A precise repetition of every line below is the required answer.
Segment Open
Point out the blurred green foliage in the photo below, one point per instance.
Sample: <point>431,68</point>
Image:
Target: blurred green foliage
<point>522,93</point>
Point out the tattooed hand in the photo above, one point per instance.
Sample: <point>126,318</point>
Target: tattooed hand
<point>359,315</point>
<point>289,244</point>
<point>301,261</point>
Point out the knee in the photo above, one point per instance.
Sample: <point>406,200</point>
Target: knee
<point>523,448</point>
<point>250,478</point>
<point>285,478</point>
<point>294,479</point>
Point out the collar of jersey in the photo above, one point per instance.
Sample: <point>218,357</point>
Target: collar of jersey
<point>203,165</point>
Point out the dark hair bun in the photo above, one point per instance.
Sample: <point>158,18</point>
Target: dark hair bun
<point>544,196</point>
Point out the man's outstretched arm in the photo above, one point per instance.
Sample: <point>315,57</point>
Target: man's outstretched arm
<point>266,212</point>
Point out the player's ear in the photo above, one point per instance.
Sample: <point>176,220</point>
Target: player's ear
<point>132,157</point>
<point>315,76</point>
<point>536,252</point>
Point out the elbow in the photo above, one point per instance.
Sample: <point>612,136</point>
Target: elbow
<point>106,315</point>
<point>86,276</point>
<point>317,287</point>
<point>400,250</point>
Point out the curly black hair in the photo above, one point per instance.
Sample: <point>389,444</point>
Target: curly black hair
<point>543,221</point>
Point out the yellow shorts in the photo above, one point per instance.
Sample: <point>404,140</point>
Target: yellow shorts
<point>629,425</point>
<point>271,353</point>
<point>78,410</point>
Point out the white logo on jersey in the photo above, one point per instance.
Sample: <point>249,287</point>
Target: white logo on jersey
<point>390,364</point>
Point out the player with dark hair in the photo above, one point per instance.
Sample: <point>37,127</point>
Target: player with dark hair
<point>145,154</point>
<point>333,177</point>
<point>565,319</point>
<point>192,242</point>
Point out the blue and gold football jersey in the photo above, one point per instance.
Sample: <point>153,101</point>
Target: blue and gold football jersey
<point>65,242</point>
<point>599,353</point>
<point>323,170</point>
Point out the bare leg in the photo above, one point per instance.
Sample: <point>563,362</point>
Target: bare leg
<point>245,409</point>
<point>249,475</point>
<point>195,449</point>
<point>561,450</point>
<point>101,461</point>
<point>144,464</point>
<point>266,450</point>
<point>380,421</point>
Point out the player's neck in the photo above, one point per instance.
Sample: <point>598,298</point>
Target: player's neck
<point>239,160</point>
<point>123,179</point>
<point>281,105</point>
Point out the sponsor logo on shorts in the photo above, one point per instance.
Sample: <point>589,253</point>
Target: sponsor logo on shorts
Segment Closed
Your response:
Point out the blurred green foliage in the photo below, one point per instance.
Sample: <point>431,68</point>
Image:
Target: blurred green foliage
<point>522,93</point>
Point out the tattooed hand in the photo above, one point per instance.
Sample: <point>126,318</point>
Target: tattooed hand
<point>359,315</point>
<point>289,244</point>
<point>301,261</point>
Point out the knee in the photo above, one point per instance.
Sample: <point>406,200</point>
Target: knee
<point>523,448</point>
<point>250,478</point>
<point>285,478</point>
<point>294,479</point>
Point out the collar of jersey in the photo above, one point per instance.
Sample: <point>218,357</point>
Target: collar of jersey
<point>203,165</point>
Point out the dark hair bun in the photo above, one point per instance.
Sample: <point>158,18</point>
Target: dark hair bun
<point>544,196</point>
Point out the man's outstretched arm in the photo above, one point per instance.
Sample: <point>315,57</point>
Target: man's outstretched arm
<point>266,212</point>
Point out the player's ear in the photo above, one point per instance.
Sample: <point>176,220</point>
Target: player's ear
<point>132,157</point>
<point>315,76</point>
<point>536,252</point>
Point out the elbow in the photo above, one point per instance.
Sample: <point>612,136</point>
Target: elbow
<point>106,315</point>
<point>86,276</point>
<point>317,287</point>
<point>400,250</point>
Point out the curly black hair in the photo above, one point per instance.
Sample: <point>389,444</point>
Target: curly black hair
<point>543,221</point>
Point out the yellow shorts in the photo above, one point per instance.
Sample: <point>404,140</point>
Target: yellow shorts
<point>629,425</point>
<point>271,353</point>
<point>78,410</point>
Point out the white logo on jersey in the photo above, one point per instance.
Sample: <point>249,287</point>
Target: white logo on jersey
<point>390,364</point>
Point out the player with dark hair in the photo above, one point per instance.
Sample: <point>37,127</point>
Target: player with dark hair
<point>145,154</point>
<point>333,177</point>
<point>565,319</point>
<point>192,242</point>
Point out the blue and gold football jersey in the photo above, one point per instance.
Sample: <point>153,101</point>
Target: blue and gold football jersey
<point>65,242</point>
<point>599,353</point>
<point>323,170</point>
Point out the bare leg in the photo above, one point per instance.
Sample: <point>563,362</point>
Target: bare leg
<point>245,409</point>
<point>249,475</point>
<point>195,449</point>
<point>561,450</point>
<point>101,461</point>
<point>144,464</point>
<point>266,450</point>
<point>380,421</point>
Point out the player's neck in the photo above, one point per instance.
Sample: <point>598,298</point>
Target: player's neck
<point>239,160</point>
<point>123,179</point>
<point>281,105</point>
Point out the sponsor logo on shorts in the photo above, one point per instance.
Sample: <point>589,253</point>
Target: sponsor logo on shorts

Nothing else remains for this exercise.